_Exercise data_.
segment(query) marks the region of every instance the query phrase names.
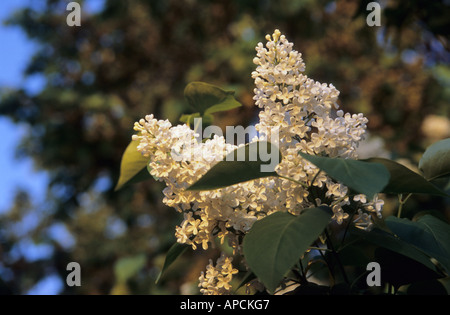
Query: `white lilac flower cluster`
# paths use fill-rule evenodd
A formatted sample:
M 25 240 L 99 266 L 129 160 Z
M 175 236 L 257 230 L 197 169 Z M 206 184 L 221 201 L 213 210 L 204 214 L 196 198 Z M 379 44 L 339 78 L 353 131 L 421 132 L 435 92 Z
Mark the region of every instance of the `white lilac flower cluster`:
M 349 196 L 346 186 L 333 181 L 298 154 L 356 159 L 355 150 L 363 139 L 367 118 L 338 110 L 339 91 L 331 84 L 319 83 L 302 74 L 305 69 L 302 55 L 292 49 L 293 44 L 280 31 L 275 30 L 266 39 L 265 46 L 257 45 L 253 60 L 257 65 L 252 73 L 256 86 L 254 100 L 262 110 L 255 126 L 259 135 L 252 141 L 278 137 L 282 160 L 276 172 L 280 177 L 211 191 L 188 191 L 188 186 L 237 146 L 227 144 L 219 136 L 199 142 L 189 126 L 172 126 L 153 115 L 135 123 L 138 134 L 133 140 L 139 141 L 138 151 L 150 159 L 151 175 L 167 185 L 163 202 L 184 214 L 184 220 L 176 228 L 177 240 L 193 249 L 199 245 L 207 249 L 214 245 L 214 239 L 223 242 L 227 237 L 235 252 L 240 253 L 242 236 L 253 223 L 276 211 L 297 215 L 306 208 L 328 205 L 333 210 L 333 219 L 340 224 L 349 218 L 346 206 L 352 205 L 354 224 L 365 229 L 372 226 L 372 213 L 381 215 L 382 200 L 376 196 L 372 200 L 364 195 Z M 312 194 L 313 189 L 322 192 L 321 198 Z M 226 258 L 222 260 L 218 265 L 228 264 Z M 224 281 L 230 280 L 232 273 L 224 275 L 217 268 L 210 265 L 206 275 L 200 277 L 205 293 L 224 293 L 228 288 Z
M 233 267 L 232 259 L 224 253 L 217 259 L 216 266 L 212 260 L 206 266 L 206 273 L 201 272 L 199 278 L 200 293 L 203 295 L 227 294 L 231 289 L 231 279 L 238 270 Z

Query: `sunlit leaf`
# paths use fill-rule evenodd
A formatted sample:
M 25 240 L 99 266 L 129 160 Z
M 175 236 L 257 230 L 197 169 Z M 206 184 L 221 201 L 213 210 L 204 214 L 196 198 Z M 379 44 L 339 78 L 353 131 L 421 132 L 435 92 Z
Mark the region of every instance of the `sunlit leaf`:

_Exercise instructions_.
List every line in the material that contains the string "sunlit".

_Written solution_.
Query: `sunlit leaf`
Mark the region of every instance of the `sunlit leaf`:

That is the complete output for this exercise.